### Instructions for the task
The lines to reproduce run from the one containing "Your task is to mark every pile of green" through the end of the records below. Reproduce them exactly and add nothing.

### Text-to-region grounding data
____

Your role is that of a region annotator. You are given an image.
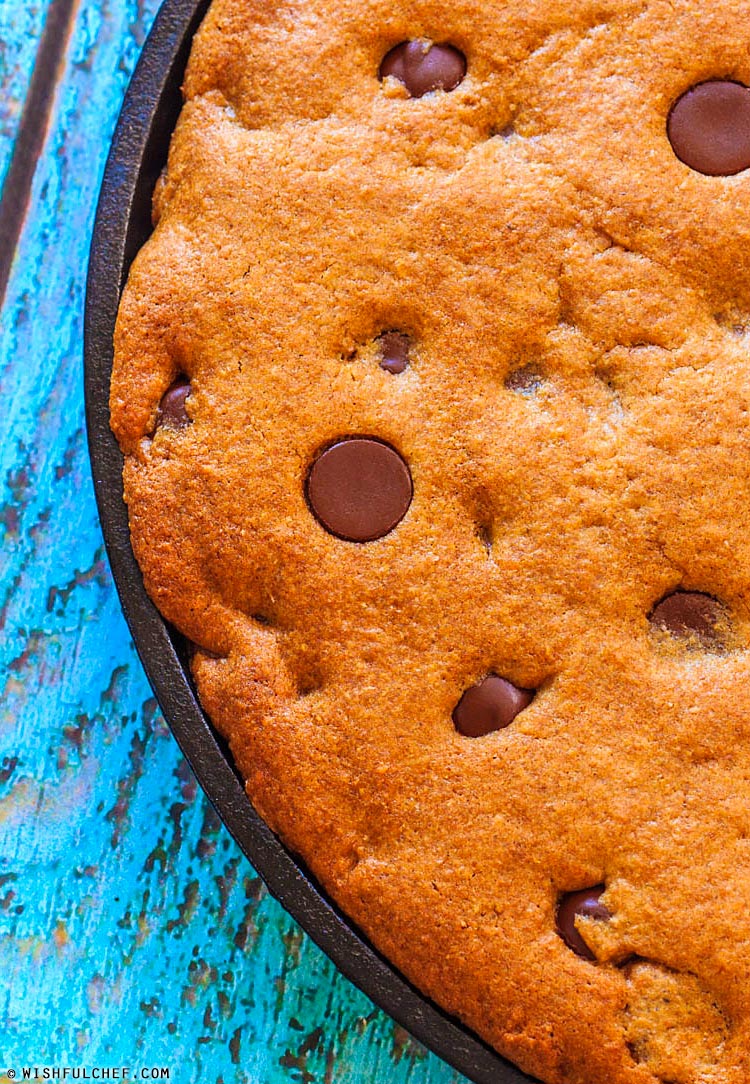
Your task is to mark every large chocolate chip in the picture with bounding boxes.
[378,331,410,374]
[452,675,534,737]
[556,887,610,960]
[649,590,727,647]
[157,377,191,429]
[668,80,750,176]
[379,40,466,99]
[306,438,413,542]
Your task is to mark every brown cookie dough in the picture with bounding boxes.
[111,2,750,1081]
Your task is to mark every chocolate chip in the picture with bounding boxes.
[505,366,543,395]
[306,438,413,542]
[157,377,191,429]
[452,675,534,737]
[378,331,410,374]
[649,590,727,647]
[668,80,750,176]
[556,887,610,960]
[379,40,466,99]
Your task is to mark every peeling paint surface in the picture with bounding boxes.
[0,2,469,1080]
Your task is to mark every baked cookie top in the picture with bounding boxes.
[110,1,750,1081]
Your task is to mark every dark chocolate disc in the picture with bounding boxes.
[556,887,610,960]
[379,40,467,99]
[668,80,750,176]
[306,438,413,542]
[157,377,191,429]
[649,590,727,647]
[378,331,410,374]
[452,675,534,737]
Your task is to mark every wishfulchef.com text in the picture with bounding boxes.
[4,1069,170,1080]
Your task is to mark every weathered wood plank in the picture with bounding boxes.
[0,0,80,305]
[0,2,468,1080]
[0,0,51,193]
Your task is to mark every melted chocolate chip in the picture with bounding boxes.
[668,80,750,176]
[650,590,727,647]
[306,438,413,542]
[505,366,543,395]
[378,331,410,374]
[452,675,534,737]
[556,887,610,960]
[157,377,191,429]
[379,40,466,99]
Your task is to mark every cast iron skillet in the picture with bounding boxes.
[84,3,536,1082]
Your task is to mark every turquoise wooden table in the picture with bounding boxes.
[0,2,470,1079]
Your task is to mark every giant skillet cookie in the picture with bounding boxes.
[111,1,750,1080]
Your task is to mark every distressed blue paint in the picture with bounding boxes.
[0,0,49,192]
[0,3,469,1081]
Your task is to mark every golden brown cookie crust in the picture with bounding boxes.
[111,2,750,1081]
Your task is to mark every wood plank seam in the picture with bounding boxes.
[0,0,79,309]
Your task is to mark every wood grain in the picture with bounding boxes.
[0,0,50,192]
[0,2,467,1080]
[0,0,78,306]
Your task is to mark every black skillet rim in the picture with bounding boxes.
[83,3,536,1081]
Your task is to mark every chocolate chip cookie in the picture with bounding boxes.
[111,1,750,1080]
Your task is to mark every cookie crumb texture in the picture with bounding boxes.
[111,1,750,1081]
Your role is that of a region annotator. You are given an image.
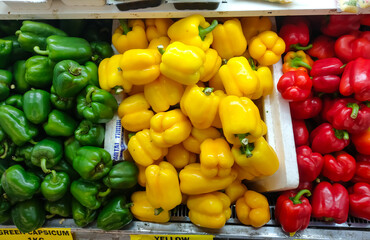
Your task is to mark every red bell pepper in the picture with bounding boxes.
[352,154,370,184]
[311,181,349,223]
[310,123,350,154]
[361,14,370,26]
[320,96,337,123]
[356,153,370,163]
[334,31,370,63]
[310,58,344,93]
[279,17,311,53]
[321,15,362,37]
[277,70,312,102]
[340,57,370,102]
[321,151,356,182]
[275,189,312,236]
[351,128,370,155]
[348,182,370,221]
[289,94,322,120]
[307,35,336,60]
[292,119,309,147]
[296,145,324,182]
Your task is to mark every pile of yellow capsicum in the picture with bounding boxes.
[100,14,285,229]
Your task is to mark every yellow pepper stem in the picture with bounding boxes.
[199,20,218,41]
[119,19,131,35]
[238,134,254,158]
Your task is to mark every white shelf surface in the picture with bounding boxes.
[0,0,369,19]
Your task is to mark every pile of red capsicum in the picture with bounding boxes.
[275,14,370,236]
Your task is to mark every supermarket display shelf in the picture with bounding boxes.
[0,0,369,20]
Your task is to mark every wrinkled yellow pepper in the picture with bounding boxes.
[199,48,222,82]
[240,17,272,43]
[166,143,197,170]
[159,41,205,85]
[145,18,174,42]
[235,190,270,228]
[183,127,222,154]
[200,138,234,178]
[225,179,248,204]
[127,129,168,167]
[232,136,279,180]
[167,14,218,51]
[144,75,184,113]
[148,36,171,50]
[211,18,247,60]
[187,192,231,229]
[150,109,192,148]
[249,63,273,99]
[117,93,154,132]
[131,191,171,223]
[112,19,148,54]
[249,30,285,66]
[146,161,182,211]
[179,163,237,195]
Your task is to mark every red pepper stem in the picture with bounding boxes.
[291,43,313,51]
[334,128,349,140]
[347,102,359,119]
[119,19,131,35]
[198,20,218,41]
[33,46,49,56]
[40,158,51,174]
[290,189,311,205]
[157,45,165,55]
[203,87,214,96]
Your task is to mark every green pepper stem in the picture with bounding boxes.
[203,87,214,96]
[340,64,347,69]
[292,59,312,70]
[119,19,131,35]
[40,158,51,174]
[128,133,136,140]
[324,217,334,222]
[91,54,100,62]
[113,86,124,94]
[29,139,38,145]
[248,58,257,71]
[291,44,313,51]
[46,214,55,219]
[85,87,95,104]
[75,122,91,136]
[290,189,311,205]
[199,20,218,41]
[0,141,8,159]
[69,66,82,76]
[365,101,370,108]
[333,128,349,140]
[157,45,165,55]
[98,188,111,198]
[15,30,21,36]
[33,46,49,56]
[154,207,164,216]
[347,102,359,119]
[51,170,58,183]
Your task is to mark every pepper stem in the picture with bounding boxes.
[98,188,111,198]
[154,207,164,216]
[85,87,95,104]
[289,189,311,205]
[128,133,136,140]
[291,44,313,51]
[69,66,82,76]
[238,134,254,158]
[203,87,214,96]
[75,121,91,136]
[40,158,51,174]
[334,128,349,140]
[46,214,55,219]
[51,170,58,183]
[199,20,218,41]
[33,46,49,56]
[0,141,8,159]
[113,86,124,95]
[248,58,257,71]
[291,59,312,70]
[347,102,359,119]
[119,19,131,35]
[157,45,165,55]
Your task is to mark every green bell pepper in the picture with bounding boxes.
[45,195,72,218]
[0,20,22,37]
[30,138,63,174]
[52,59,90,98]
[97,195,133,231]
[0,183,11,224]
[43,109,78,137]
[0,105,38,146]
[1,164,41,202]
[0,127,5,142]
[12,143,33,162]
[0,138,16,161]
[0,69,13,101]
[41,170,70,202]
[64,136,81,166]
[90,41,114,65]
[16,20,67,53]
[59,19,87,38]
[74,120,105,147]
[103,161,138,190]
[34,35,92,64]
[52,159,80,181]
[70,178,111,210]
[73,146,113,181]
[3,35,31,64]
[50,86,74,111]
[0,39,13,69]
[85,61,99,87]
[11,198,45,233]
[83,20,112,43]
[25,55,54,88]
[12,60,30,94]
[77,85,118,123]
[23,89,51,124]
[5,94,23,110]
[71,197,97,227]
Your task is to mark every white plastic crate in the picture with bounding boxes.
[1,0,52,9]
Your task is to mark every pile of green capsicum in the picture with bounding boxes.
[0,19,138,233]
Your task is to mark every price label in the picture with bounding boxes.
[131,235,214,240]
[0,228,73,240]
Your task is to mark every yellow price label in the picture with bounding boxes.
[131,235,214,240]
[0,228,73,240]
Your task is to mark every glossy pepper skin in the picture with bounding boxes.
[240,16,272,43]
[90,41,114,65]
[3,35,31,65]
[0,69,13,101]
[225,179,248,204]
[235,190,270,228]
[278,17,311,52]
[307,35,336,60]
[112,19,148,54]
[292,119,309,147]
[348,182,370,221]
[25,55,54,88]
[296,145,324,182]
[322,151,356,182]
[103,161,138,190]
[71,198,97,227]
[4,94,23,110]
[43,109,78,137]
[249,30,285,66]
[130,191,170,223]
[289,94,322,120]
[199,48,222,82]
[351,128,370,155]
[73,146,113,181]
[321,15,362,37]
[211,18,247,60]
[340,57,370,102]
[41,170,70,202]
[277,70,312,102]
[45,195,72,218]
[12,143,33,162]
[22,89,51,125]
[12,60,30,94]
[166,143,196,170]
[187,191,231,229]
[311,181,349,223]
[159,41,205,85]
[118,93,154,132]
[33,35,93,64]
[74,120,105,147]
[334,31,370,63]
[282,51,313,74]
[11,198,45,233]
[31,138,63,174]
[49,86,74,111]
[310,123,350,154]
[145,18,173,42]
[0,105,38,146]
[183,127,221,154]
[168,14,218,51]
[310,58,344,93]
[0,39,12,69]
[275,189,312,236]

____

### Solution
Your task is to mark every pile of green capsicum in the picture with bounding boxes.
[0,19,138,233]
Your task is to mark every price label in the picture with bounding boxes.
[131,235,214,240]
[0,228,73,240]
Your task is to mark every yellow price label in the picture with bounding boxes.
[131,235,214,240]
[0,228,73,240]
Your task is to mark every glossy pepper skin in the picture with bounding boxes.
[240,16,272,43]
[90,41,114,65]
[3,35,31,65]
[0,69,13,101]
[225,179,248,204]
[235,190,270,228]
[278,17,311,52]
[307,35,336,60]
[112,19,148,54]
[292,119,309,147]
[348,182,370,221]
[25,55,54,88]
[296,145,324,182]
[322,151,356,182]
[103,161,138,190]
[71,198,97,227]
[4,94,23,110]
[43,109,78,137]
[249,30,285,66]
[130,191,170,223]
[289,94,322,120]
[199,48,222,82]
[351,128,370,155]
[73,146,113,181]
[321,15,362,37]
[211,18,247,60]
[340,57,370,102]
[41,170,70,202]
[277,70,312,102]
[45,195,72,218]
[12,143,33,162]
[22,89,51,125]
[12,60,30,94]
[166,143,196,170]
[187,191,231,229]
[311,181,349,223]
[159,41,205,85]
[118,93,154,132]
[33,35,93,64]
[74,120,105,147]
[334,31,370,63]
[282,51,313,74]
[11,198,45,233]
[31,138,63,174]
[49,86,74,111]
[310,123,350,154]
[145,18,173,42]
[0,105,38,146]
[183,127,221,154]
[168,14,218,51]
[310,58,344,93]
[0,39,12,69]
[275,189,312,236]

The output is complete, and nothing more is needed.